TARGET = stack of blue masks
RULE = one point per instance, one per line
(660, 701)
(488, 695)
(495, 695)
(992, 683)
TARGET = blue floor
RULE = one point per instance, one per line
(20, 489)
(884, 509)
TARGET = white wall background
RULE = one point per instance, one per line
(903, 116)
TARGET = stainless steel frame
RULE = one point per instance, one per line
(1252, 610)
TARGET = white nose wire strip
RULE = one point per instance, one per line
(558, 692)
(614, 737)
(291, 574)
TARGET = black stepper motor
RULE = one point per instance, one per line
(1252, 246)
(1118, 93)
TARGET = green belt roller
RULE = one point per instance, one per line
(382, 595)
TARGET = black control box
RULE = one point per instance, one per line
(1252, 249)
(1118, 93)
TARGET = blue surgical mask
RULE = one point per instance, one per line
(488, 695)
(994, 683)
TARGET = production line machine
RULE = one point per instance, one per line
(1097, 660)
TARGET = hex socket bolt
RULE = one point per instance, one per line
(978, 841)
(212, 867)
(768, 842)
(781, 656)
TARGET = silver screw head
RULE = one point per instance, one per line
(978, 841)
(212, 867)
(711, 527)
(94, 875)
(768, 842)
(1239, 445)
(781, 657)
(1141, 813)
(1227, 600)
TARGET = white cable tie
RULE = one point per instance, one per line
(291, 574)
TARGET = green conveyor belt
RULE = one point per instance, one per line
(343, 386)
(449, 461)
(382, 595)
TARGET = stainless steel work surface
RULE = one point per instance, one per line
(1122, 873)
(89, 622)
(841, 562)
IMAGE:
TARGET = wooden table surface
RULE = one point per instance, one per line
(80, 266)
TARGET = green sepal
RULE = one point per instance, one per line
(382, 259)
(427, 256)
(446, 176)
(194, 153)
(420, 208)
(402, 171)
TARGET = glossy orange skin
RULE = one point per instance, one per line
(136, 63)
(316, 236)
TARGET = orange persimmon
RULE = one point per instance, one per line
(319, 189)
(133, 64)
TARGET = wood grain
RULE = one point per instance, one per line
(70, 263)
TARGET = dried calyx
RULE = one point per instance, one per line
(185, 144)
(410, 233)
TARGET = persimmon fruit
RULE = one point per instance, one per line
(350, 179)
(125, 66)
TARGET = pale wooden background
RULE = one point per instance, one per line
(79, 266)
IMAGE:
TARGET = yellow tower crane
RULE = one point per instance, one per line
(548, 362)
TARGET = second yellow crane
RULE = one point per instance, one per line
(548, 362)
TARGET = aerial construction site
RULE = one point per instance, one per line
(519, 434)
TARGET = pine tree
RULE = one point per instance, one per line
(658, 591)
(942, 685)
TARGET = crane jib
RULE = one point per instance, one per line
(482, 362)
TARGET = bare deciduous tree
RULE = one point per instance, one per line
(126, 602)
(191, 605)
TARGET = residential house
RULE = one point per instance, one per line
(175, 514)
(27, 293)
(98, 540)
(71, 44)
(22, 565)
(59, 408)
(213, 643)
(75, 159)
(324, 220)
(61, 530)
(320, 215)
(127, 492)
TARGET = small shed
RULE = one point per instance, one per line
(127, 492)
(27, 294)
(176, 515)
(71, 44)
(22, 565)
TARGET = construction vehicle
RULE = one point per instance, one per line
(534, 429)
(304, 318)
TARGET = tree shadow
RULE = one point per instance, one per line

= = =

_Work instructions_
Give back all of the records exactly as they were provided above.

_Answer to this exercise_
TARGET = stack of blue masks
RULE = one point per instance, one per line
(660, 701)
(488, 695)
(495, 695)
(992, 683)
TARGET = blue floor
RULE = one point per instance, one per line
(20, 489)
(884, 509)
TARGET = white wall background
RULE = one point per instance, one per line
(903, 116)
TARGET = stainless steel frame
RULE = one point per instance, one per line
(1252, 610)
TARGET = white nose wire strip
RULE = one point per instance, one per line
(558, 692)
(614, 737)
(291, 574)
TARGET = black stepper motor
RULE = one point per instance, one per line
(1252, 246)
(1118, 93)
TARGET = green belt roller
RULE = one point per instance, one per line
(382, 595)
TARGET = black control box
RULE = one point per instance, one per line
(1252, 249)
(1118, 93)
TARGET = blue surgical mask
RULE = one point per instance, one per line
(488, 695)
(994, 683)
TARGET = production line machine
RULE = one point per instance, one per line
(1097, 660)
TARGET = hex socket bolt
RULE = one point per instance, one per line
(978, 841)
(212, 867)
(768, 842)
(781, 656)
TARGET = silver screw head
RULE = one point per instance, one per line
(978, 841)
(212, 867)
(711, 527)
(94, 875)
(768, 842)
(1239, 445)
(781, 657)
(1141, 813)
(1227, 600)
TARGET = white cable tie
RULE = one point per instance, one per line
(291, 574)
TARGET = green conveyor belt
RULE = one point per instance, one per line
(343, 386)
(449, 461)
(382, 595)
TARGET = stainless steel work surface
RULE = one point per instance, one per line
(1122, 873)
(89, 622)
(841, 562)
IMAGE:
TARGET = wooden table surface
RULE = one point per instance, one per line
(80, 266)
TARGET = green sepal
RULE = one point per instance, one per line
(382, 259)
(427, 256)
(446, 176)
(194, 153)
(420, 208)
(402, 171)
TARGET = glossy orange skin
RULE = one point per instance, one per line
(136, 63)
(316, 236)
TARGET = orange persimmon
RULE = one point per instance, one per line
(319, 189)
(133, 64)
TARGET = wood grain
RULE = one point per instance, one per line
(70, 263)
TARGET = dried calyx
RULE = one point per instance, one per line
(185, 144)
(410, 233)
TARGET = persimmon fruit
RULE = one point per instance, one per line
(350, 179)
(125, 66)
TARGET = pale wooden background
RULE = one point per instance, one per line
(79, 266)
IMAGE:
TARGET = yellow tower crane
RULE = one point per instance, one per line
(548, 362)
TARGET = second yellow crane
RULE = one point per instance, one per line
(548, 362)
TARGET = aerial construction site
RULE = one point per instance, one per line
(519, 434)
TARGET = pine tree
RULE = one point per instance, one per line
(658, 591)
(942, 685)
TARGET = crane jib
RULE = one point per instance, one per line
(482, 362)
TARGET = bare deciduous tree
RULE = one point per instance, one per line
(126, 602)
(191, 605)
TARGET = residential house
RULE = one point per instance, one per line
(175, 514)
(27, 293)
(98, 540)
(71, 44)
(22, 565)
(59, 408)
(213, 643)
(75, 159)
(324, 220)
(61, 530)
(320, 215)
(127, 492)
TARGET = small shed
RULE = one point per instance, one per line
(127, 492)
(27, 294)
(176, 515)
(71, 44)
(22, 565)
TARGET = construction vehicle
RULE = one point per instance, one per line
(534, 429)
(304, 318)
TARGET = tree shadow
RULE = one point per instance, one per line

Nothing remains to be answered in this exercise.